Start EXERCISE MATERIALS

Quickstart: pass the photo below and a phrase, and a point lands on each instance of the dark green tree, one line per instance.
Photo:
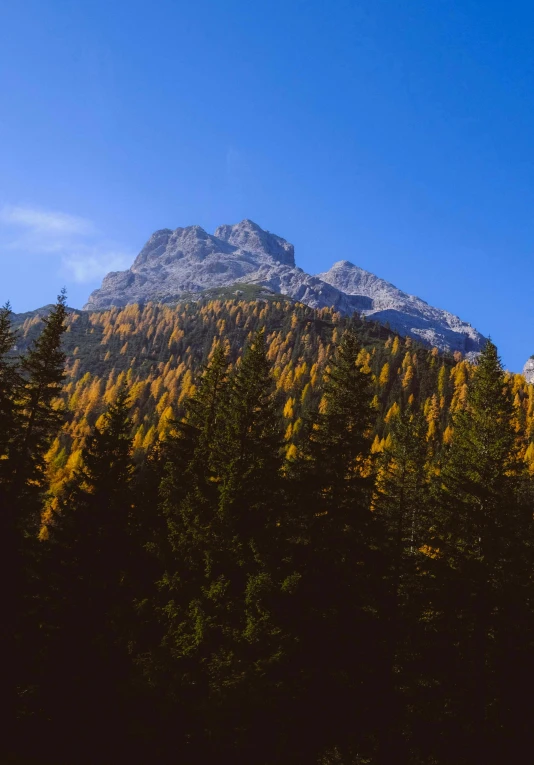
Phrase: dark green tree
(31, 420)
(335, 554)
(43, 371)
(484, 536)
(91, 567)
(10, 383)
(401, 505)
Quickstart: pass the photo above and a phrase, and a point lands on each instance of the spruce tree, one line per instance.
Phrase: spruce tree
(222, 632)
(484, 536)
(10, 383)
(401, 505)
(90, 564)
(188, 503)
(32, 420)
(43, 371)
(334, 552)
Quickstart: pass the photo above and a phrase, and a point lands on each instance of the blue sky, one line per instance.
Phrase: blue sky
(397, 135)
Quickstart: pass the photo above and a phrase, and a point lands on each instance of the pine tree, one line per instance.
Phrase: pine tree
(188, 503)
(43, 370)
(485, 532)
(31, 421)
(10, 383)
(333, 533)
(91, 566)
(401, 505)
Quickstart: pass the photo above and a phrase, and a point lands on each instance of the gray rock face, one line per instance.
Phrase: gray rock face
(528, 370)
(188, 260)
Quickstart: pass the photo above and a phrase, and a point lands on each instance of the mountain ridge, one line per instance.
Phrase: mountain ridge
(174, 263)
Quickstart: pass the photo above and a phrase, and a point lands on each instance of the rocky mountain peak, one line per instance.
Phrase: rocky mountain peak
(250, 237)
(528, 370)
(184, 261)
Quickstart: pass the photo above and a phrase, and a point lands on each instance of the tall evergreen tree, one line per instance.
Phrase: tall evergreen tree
(10, 383)
(401, 505)
(333, 531)
(32, 420)
(484, 536)
(90, 566)
(43, 370)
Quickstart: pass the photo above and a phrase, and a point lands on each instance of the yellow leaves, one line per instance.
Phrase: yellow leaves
(384, 375)
(393, 412)
(289, 411)
(362, 361)
(408, 377)
(291, 452)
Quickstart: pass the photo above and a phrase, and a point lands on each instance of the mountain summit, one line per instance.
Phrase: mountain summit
(174, 264)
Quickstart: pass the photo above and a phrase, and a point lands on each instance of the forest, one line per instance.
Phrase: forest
(248, 531)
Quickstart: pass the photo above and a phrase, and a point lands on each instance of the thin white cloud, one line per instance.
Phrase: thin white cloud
(91, 264)
(81, 254)
(45, 221)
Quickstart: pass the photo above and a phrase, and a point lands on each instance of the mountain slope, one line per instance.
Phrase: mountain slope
(187, 261)
(406, 314)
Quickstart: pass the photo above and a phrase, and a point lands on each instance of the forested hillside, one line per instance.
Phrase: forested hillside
(249, 531)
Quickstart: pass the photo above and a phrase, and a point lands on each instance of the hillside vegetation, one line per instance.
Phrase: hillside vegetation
(245, 530)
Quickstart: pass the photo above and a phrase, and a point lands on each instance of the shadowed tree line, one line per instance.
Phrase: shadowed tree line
(224, 599)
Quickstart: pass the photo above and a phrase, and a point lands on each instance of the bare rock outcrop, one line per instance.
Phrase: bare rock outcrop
(177, 263)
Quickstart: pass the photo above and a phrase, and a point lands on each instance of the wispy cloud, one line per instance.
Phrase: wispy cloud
(45, 221)
(82, 253)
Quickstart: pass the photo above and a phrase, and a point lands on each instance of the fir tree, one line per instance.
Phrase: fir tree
(43, 370)
(10, 382)
(91, 564)
(334, 542)
(484, 535)
(401, 505)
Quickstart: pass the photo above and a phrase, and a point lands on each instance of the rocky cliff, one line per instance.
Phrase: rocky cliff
(186, 261)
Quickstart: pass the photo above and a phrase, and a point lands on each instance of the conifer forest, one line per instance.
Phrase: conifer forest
(246, 531)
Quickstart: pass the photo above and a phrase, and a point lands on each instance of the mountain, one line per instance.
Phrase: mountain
(528, 370)
(187, 261)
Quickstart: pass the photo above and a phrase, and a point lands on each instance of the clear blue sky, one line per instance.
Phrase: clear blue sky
(397, 135)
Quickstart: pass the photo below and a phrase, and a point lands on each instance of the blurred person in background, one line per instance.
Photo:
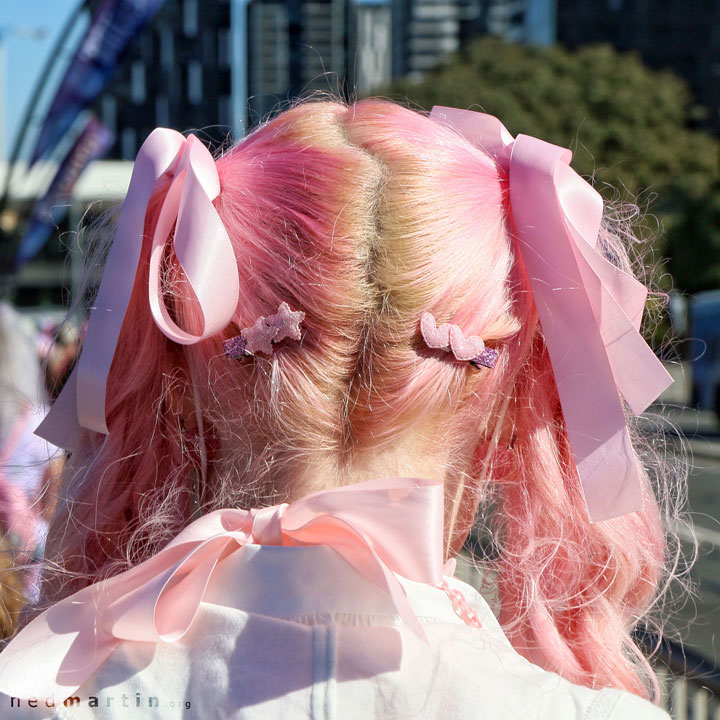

End EXERCISE MATERIALS

> _TASK_
Count the lines of the listing above that contain the string "leaves", with uppercase and lowercase treated as different, and give only the number.

> _PROBLEM SOLUTION_
2